• **WRITTEN EXERCISE**
Reproduce word for word the rows starting with the line that contains "Would you be so kind as to point out the chimney" and running through the end of the rows, with both ends included.

(Rows from a dataset)
** begin **

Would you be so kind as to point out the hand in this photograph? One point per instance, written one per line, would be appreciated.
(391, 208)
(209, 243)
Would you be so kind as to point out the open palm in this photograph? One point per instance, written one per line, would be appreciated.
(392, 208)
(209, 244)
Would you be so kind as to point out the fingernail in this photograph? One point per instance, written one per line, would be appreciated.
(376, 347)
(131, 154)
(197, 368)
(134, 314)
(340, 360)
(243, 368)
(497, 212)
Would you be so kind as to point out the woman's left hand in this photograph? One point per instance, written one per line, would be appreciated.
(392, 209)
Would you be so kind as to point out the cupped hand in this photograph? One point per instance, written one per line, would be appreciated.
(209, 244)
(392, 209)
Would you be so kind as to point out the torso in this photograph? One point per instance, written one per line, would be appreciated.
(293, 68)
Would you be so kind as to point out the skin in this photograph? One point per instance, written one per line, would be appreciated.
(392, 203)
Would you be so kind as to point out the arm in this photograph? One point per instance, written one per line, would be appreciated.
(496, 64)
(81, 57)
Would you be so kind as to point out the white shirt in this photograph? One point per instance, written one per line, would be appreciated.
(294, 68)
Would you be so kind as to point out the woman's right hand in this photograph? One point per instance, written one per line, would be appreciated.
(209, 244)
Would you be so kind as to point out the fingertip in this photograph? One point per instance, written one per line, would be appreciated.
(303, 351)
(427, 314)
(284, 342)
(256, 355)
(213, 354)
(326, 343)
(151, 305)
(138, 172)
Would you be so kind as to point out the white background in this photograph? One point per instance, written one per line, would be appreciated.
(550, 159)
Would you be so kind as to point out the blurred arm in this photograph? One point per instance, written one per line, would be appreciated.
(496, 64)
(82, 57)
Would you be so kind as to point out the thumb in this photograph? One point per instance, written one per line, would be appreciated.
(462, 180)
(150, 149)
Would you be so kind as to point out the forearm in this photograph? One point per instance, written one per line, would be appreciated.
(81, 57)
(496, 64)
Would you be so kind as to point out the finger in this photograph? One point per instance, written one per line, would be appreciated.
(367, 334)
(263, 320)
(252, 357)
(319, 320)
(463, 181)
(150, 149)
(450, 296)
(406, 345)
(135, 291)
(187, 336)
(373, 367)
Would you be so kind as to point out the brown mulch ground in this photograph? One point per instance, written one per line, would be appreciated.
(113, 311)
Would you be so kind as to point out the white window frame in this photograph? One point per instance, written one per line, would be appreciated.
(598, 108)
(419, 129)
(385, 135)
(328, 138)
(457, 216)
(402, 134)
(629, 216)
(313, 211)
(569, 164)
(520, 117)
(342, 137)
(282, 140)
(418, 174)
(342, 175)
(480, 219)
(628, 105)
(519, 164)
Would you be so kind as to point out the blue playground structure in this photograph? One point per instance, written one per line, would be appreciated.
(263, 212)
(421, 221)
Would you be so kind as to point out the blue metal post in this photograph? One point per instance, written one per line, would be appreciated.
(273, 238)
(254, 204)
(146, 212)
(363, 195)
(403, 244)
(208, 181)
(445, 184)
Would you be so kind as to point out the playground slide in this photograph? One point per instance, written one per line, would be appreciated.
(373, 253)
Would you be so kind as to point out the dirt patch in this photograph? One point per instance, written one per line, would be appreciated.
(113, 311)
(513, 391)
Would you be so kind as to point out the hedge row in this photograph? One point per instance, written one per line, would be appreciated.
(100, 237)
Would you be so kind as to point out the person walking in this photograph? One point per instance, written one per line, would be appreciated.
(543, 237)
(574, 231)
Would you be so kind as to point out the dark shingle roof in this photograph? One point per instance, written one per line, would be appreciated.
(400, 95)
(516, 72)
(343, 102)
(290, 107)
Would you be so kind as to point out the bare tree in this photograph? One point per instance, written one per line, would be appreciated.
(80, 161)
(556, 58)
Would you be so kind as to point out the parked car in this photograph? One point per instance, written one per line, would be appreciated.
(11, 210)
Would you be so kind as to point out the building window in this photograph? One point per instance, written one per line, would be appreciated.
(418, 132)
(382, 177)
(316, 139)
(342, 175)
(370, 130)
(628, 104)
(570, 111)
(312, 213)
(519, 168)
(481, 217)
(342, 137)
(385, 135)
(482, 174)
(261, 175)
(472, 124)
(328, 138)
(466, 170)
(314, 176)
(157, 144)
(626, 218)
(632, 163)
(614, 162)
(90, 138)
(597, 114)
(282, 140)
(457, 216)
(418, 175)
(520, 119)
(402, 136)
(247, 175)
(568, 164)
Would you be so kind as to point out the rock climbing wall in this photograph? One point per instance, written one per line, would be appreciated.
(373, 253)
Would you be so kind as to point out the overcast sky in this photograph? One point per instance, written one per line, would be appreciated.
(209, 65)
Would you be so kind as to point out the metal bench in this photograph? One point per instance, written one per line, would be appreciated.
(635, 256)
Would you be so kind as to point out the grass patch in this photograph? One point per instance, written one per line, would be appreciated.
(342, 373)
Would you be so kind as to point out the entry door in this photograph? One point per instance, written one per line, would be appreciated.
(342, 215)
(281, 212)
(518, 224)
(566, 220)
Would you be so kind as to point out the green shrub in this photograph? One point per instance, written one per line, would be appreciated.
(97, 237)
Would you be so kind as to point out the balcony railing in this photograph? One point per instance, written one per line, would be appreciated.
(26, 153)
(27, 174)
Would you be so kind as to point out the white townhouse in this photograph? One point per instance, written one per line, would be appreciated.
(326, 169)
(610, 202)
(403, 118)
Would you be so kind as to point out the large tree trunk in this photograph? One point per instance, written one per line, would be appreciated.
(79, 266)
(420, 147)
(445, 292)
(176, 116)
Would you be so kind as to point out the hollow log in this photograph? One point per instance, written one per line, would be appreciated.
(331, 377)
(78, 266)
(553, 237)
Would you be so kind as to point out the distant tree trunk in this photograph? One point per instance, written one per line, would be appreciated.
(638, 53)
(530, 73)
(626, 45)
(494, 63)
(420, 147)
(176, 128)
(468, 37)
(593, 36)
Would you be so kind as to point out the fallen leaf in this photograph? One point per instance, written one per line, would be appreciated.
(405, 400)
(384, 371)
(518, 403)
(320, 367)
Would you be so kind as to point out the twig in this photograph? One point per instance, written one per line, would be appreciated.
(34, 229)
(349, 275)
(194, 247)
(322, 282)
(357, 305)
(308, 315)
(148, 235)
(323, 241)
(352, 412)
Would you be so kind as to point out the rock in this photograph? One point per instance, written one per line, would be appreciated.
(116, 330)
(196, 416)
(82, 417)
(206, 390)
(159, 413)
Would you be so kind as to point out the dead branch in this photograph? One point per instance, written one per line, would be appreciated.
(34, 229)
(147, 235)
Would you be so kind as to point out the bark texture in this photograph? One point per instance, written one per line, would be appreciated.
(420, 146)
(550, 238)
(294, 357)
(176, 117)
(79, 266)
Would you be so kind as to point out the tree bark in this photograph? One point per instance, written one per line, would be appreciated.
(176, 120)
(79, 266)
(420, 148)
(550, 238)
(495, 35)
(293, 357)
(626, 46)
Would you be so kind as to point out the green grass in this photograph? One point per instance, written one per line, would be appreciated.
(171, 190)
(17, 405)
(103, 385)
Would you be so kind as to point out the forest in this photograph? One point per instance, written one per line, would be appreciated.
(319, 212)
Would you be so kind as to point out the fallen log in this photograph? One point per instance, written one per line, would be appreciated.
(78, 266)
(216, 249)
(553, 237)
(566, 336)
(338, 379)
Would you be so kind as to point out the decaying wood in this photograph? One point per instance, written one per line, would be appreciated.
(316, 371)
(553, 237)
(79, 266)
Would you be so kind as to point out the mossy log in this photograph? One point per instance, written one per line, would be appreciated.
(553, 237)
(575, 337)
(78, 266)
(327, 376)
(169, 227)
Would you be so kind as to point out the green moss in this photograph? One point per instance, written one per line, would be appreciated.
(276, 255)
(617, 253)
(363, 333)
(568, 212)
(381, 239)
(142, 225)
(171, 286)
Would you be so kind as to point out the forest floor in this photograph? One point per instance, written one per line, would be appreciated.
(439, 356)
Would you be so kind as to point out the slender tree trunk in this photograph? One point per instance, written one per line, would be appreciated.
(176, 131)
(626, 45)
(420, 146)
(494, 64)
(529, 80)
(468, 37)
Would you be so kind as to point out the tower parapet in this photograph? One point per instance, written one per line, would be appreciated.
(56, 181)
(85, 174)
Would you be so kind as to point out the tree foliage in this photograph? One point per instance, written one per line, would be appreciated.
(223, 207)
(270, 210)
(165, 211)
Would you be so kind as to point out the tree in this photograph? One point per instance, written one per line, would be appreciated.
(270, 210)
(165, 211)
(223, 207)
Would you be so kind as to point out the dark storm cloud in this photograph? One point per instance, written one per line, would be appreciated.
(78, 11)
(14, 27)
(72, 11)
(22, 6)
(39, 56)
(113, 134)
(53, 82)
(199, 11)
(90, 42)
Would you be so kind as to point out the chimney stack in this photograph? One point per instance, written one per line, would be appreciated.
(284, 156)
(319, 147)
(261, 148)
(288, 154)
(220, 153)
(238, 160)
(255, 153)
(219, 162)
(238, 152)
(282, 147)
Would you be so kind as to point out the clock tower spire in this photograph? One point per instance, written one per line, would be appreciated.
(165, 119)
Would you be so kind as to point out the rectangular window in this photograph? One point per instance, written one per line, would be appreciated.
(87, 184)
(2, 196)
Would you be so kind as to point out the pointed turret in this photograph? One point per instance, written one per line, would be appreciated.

** end **

• **SOLUTION**
Would you be so kind as to point out the chimney stack in this photograph? One point per instance, written one per line, would be appreciated.
(284, 156)
(319, 147)
(261, 148)
(288, 154)
(220, 153)
(238, 160)
(255, 153)
(219, 162)
(238, 152)
(282, 147)
Would you be so kind as to point out the clock tower spire in this photograph? One point per instance, written one per line, would be appreciated.
(165, 119)
Would you be so kind as to point out the rectangular window in this photograph? One point per instance, written one per line, would be appreciated.
(87, 184)
(2, 196)
Would you be so kind as to point out the pointed turret in this photograph? One point per instance, written one per line, would be appreciated.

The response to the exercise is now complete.